(SUPPLIED ENTRIES)

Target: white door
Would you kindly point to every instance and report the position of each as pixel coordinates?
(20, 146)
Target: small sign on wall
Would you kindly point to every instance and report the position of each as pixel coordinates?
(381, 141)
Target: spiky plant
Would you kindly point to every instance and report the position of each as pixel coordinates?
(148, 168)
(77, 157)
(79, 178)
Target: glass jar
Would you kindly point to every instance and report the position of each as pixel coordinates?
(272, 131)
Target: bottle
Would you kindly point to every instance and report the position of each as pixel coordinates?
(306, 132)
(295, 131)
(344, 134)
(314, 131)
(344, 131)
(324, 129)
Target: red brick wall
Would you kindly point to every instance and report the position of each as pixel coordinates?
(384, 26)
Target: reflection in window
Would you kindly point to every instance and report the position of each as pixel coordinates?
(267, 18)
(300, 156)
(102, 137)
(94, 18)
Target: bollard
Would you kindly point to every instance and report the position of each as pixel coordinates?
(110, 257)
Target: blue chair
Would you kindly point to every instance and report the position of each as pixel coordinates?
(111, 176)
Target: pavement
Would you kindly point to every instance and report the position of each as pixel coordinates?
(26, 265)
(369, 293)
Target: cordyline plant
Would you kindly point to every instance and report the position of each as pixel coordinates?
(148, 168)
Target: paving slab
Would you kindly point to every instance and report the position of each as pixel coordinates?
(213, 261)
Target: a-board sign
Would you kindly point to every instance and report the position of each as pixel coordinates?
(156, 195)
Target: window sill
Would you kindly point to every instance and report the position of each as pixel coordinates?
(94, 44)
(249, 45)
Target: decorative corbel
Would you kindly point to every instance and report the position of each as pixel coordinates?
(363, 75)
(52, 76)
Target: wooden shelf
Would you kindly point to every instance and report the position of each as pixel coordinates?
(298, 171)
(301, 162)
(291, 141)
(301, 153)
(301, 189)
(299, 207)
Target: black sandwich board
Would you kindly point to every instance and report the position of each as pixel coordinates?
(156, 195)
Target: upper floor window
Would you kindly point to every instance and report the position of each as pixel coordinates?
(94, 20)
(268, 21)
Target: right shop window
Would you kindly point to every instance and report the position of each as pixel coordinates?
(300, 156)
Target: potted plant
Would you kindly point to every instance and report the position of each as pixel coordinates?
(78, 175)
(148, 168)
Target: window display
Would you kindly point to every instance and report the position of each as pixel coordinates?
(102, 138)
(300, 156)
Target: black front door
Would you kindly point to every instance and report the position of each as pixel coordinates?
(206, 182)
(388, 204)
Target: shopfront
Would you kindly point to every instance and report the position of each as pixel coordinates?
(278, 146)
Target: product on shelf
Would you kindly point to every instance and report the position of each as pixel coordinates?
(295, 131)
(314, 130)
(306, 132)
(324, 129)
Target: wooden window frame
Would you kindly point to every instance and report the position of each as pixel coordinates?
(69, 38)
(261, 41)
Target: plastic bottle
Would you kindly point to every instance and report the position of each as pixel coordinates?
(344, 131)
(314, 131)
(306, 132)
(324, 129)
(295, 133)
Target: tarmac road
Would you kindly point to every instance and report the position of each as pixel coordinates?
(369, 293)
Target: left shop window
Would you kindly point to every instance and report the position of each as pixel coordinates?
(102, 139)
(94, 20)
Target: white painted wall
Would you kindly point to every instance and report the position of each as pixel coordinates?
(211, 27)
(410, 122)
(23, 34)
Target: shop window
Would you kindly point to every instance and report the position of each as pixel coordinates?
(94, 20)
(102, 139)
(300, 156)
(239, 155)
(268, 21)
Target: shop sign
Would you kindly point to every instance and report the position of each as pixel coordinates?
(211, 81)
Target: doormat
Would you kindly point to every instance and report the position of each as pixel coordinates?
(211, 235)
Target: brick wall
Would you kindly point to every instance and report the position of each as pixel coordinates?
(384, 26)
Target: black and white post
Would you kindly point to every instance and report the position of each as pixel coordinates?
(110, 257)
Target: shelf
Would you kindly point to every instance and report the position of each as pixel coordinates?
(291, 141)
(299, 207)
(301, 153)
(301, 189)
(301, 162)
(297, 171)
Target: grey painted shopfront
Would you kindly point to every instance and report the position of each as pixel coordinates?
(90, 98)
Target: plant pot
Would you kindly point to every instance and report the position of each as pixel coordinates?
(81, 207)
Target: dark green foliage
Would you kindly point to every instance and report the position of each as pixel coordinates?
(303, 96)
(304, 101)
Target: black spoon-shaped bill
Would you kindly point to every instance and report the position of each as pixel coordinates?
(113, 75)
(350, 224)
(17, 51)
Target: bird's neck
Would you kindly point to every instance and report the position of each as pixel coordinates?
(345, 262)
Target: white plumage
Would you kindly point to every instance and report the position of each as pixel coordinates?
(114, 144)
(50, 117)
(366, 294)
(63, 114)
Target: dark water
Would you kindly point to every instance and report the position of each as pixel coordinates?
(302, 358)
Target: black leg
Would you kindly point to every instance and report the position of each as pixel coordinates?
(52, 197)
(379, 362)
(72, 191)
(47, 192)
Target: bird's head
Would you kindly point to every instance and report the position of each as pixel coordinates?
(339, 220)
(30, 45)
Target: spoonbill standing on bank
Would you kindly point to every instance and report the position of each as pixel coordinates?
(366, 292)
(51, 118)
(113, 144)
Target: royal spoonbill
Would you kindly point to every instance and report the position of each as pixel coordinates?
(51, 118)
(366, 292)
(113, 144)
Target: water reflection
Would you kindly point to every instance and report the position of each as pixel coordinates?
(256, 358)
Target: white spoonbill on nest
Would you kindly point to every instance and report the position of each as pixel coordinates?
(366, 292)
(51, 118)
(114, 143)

(End SUPPLIED ENTRIES)

▶ **PROBLEM DETAILS**
Search the entries for the word "shopfront" and gather every line where it appears.

▶ **YOUR SOLUTION**
Target: shopfront
Target: grey painted shopfront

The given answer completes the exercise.